**TO DO:**
Can you copy out, word for word, the rows below from the one containing "Could you locate the water stream" through the one containing "[186,186,260,463]", both included, and nothing else?

**DATASET:**

-- -- --

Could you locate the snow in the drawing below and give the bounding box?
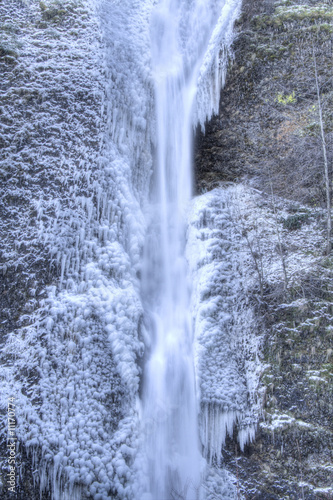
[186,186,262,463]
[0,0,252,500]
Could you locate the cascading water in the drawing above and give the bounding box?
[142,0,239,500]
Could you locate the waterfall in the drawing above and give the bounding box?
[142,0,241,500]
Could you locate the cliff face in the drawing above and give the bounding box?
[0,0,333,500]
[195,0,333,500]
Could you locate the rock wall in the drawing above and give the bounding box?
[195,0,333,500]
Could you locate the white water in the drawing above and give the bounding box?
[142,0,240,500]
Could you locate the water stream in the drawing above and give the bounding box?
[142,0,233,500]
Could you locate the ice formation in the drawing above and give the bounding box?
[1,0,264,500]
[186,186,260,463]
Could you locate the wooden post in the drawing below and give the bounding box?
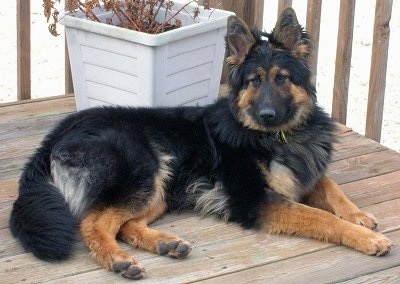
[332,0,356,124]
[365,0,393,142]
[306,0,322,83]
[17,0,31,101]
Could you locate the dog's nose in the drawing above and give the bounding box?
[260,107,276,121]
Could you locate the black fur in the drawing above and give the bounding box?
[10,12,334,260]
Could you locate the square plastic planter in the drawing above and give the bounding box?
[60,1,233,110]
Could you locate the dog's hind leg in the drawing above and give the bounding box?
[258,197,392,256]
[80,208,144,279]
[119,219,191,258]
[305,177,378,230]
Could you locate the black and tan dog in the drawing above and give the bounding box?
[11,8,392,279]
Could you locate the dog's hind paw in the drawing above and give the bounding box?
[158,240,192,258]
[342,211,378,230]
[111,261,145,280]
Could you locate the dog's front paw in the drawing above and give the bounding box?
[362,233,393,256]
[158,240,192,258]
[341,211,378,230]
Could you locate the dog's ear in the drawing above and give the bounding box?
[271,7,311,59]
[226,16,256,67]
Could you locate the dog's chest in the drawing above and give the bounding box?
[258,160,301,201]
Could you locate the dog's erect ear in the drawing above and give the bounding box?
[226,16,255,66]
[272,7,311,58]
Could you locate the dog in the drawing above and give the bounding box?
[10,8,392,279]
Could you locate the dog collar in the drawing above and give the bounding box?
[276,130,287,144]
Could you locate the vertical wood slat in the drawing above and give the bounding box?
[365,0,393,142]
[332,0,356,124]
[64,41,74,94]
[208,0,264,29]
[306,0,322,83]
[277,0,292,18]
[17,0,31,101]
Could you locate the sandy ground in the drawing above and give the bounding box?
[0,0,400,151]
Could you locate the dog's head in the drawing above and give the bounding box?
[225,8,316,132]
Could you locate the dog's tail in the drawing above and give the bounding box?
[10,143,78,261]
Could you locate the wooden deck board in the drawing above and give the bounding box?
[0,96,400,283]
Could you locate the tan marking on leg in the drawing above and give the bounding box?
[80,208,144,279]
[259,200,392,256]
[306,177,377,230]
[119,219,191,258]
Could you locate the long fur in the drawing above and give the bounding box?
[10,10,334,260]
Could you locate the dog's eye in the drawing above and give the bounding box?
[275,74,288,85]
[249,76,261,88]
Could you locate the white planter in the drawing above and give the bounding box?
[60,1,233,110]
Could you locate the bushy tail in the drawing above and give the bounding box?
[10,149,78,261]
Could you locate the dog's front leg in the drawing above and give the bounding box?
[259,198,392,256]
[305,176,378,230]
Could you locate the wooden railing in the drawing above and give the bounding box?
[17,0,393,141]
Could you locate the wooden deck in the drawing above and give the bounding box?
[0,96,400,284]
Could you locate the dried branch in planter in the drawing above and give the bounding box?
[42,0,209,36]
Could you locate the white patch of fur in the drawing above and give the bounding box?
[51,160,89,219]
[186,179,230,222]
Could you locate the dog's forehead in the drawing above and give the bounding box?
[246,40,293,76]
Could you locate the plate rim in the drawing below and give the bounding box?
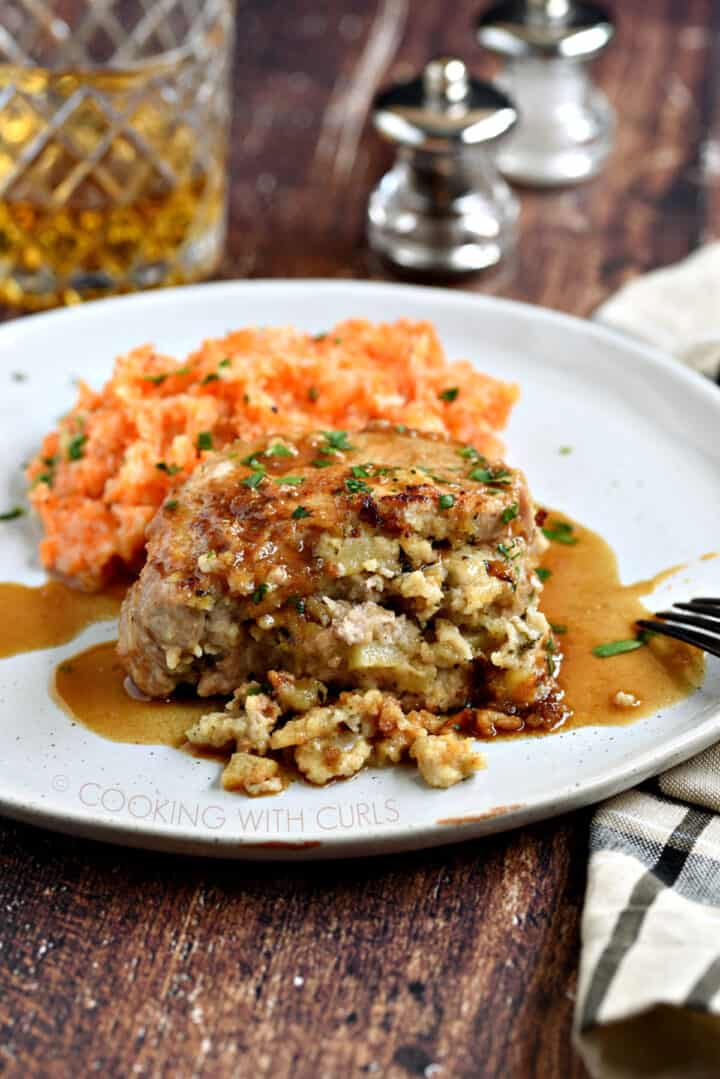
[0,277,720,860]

-- -- --

**FINISHED TASK:**
Could you locate the water stream in the drawing above and give the bounding box?
[142,0,233,500]
Could you locate the ice formation in the drawing above and give the bounding box?
[1,0,264,500]
[186,186,260,463]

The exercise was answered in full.